*** Opening of Data provided ***

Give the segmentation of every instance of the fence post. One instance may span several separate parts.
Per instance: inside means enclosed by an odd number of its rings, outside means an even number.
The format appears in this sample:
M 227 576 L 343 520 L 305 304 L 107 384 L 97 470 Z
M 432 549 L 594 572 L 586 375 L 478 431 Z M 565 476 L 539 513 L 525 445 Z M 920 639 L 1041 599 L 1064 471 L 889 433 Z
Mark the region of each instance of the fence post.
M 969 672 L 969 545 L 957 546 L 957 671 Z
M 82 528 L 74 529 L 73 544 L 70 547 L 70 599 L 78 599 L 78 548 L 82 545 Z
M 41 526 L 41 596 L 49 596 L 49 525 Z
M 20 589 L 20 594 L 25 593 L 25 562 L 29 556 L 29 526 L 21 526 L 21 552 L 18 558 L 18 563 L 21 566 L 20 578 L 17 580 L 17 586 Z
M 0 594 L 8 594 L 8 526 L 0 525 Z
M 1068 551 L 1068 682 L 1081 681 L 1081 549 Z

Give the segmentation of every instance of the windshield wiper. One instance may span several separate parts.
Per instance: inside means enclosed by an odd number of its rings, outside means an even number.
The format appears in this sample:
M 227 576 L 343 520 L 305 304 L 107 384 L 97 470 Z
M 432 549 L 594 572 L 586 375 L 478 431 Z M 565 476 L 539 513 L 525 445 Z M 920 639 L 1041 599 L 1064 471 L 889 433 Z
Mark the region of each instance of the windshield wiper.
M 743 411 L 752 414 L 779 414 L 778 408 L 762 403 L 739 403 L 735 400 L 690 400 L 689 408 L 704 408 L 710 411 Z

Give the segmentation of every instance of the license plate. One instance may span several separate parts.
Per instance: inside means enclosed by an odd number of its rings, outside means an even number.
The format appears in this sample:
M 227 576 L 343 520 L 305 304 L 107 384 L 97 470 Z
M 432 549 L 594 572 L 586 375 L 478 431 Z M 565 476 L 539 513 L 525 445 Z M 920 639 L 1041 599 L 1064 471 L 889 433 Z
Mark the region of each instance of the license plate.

*** Close of Data provided ***

> [Assignment] For the records above, state how many lines include "every", giving no more than the number.

> [Output] 3